**TASK PROMPT**
Name every group of readers in the bulleted list of the book preface below.

By organizing the book this way, we aim to support a wide range of readers—from those seeking clarity on core modeling logic to researchers implementing frontier methods. Throughout, examples, simulations, and applied illustrations reinforce each concept and provide a clear path from theory to practice.

Who Can Use This Book?

This book is designed for a wide range of readers who work with data to answer empirical questions—particularly in the fields of economics, public health, policy, and the social sciences. It is accessible to learners with a basic background in statistics or econometrics and is intended to support both classroom instruction and self-guided learning.

  • Undergraduate and Master’s students in economics, data science, public policy, or health disciplines will benefit from the step-by-step development of modeling concepts, supported by simulation and intuitive explanations.

  • Ph.D. students and early-career researchers can use this book to bridge the gap between traditional econometrics and modern machine learning techniques, especially for empirical work focused on prediction, estimation, or causal inference.

  • Instructors and course designers can use the modular structure to build full-semester courses or topical modules—spanning estimation theory, machine learning, and causal inference with modern computational tools.

  • Industry Professionals and Government Analysts who apply data-driven decision-making in fields such as finance, healthcare, or policy evaluation will find practical insights for applying machine learning to solve real-world problems..

  • Readers with coding experience in R or Python will find the simulations, examples, and implementations easy to follow, though prior programming is not strictly required to understand the concepts.

Whether you are building predictive models, estimating treatment effects, or exploring new forms of data like text or time series, this book provides a comprehensive and flexible resource to support rigorous, transparent, and effective empirical research.

Acknowledgments

We would like to extend our heartfelt gratitude to our loved ones for their constant support during the creation of this book. Their unwavering belief in our abilities and vision has been invaluable, and we could not have reached this milestone without them.

Yigit is deeply grateful for the sacrifices Isik has made and for her steadfast encouragement throughout the pursuit of this dream. He is also thankful for the opportunity to share his passion for learning with his son, Ege.

Mutlu would like to express his profound thanks to his wife, Mevlude, whose love, patience, and understanding have been a constant source of strength and inspiration. He also extends his gratitude to his sons, Eren and Kaan, whose laughter, curiosity, and boundless energy have fueled his determination to work harder and build a lasting legacy.

We’re grateful to the colleagues and friends who read early drafts and offered thoughtful comments on specific chapters—your insights helped sharpen our arguments and improve the clarity of our writing. We also thank those who generously shared code, datasets, and lecture notes online; your openness made our work easier and this book possible.

Yigit Aydede
Mutlu Yuksel

**DATA EXTRACT**
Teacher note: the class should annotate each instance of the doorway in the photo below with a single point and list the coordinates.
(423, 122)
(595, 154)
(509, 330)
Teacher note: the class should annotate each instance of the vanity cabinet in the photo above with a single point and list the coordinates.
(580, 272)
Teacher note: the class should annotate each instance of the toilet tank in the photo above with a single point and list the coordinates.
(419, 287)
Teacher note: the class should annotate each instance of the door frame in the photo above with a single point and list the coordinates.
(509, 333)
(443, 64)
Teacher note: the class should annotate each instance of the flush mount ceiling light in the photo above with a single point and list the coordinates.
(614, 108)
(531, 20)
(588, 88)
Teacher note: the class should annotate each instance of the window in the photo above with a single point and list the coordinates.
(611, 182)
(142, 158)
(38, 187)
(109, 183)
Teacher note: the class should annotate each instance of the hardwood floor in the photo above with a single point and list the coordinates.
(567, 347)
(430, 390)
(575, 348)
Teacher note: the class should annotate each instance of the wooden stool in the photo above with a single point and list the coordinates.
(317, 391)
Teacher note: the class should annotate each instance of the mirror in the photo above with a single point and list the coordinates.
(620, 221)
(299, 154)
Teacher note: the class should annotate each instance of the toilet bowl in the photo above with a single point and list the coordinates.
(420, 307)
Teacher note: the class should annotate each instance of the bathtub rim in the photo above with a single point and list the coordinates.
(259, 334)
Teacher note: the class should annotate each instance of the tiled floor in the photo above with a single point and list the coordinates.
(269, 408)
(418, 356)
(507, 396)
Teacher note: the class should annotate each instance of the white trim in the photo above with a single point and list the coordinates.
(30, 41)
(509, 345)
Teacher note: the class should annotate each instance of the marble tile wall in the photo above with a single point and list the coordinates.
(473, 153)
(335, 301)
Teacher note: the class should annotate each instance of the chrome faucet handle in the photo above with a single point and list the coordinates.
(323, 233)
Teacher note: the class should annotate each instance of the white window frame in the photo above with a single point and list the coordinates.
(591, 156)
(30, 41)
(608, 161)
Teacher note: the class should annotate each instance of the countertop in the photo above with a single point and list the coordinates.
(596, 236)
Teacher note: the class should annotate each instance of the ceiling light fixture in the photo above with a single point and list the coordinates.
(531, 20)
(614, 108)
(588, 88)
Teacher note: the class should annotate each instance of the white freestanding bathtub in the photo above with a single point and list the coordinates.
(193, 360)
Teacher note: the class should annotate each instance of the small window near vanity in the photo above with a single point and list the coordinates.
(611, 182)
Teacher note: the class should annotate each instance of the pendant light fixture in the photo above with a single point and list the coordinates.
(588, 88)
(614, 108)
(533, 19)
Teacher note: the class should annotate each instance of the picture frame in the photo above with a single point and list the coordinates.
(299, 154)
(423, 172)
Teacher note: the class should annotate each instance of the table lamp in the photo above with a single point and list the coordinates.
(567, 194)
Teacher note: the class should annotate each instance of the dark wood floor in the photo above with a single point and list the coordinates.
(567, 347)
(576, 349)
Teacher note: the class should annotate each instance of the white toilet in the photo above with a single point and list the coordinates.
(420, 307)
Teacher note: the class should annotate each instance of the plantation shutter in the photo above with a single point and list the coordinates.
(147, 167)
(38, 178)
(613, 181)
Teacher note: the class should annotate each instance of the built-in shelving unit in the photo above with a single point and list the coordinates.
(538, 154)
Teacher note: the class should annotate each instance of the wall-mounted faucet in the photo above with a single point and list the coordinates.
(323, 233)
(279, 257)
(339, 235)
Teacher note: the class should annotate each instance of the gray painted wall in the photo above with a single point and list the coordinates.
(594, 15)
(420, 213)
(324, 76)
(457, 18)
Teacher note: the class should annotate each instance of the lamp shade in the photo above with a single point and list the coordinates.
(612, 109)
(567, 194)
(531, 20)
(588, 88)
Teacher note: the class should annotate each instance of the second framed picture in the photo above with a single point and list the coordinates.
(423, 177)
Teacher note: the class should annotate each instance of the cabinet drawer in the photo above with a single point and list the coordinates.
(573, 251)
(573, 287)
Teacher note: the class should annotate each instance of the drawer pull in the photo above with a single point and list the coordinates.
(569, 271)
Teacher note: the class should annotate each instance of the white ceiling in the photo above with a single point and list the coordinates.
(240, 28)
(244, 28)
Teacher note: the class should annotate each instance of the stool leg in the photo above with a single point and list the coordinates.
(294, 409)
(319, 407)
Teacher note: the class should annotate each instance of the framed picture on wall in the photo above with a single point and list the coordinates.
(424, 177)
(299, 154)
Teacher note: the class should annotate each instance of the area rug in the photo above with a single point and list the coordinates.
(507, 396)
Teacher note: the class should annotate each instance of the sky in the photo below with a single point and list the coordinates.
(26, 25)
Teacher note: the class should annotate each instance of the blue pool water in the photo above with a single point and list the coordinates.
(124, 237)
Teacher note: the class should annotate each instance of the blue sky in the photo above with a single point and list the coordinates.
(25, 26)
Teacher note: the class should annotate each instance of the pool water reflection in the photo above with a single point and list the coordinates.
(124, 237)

**WRITTEN ANSWER**
- Undergraduate and Master's students in economics, data science, public policy, or health disciplines
- Ph.D. students and early-career researchers
- Instructors and course designers
- Industry Professionals and Government Analysts
- Readers with coding experience in R or Python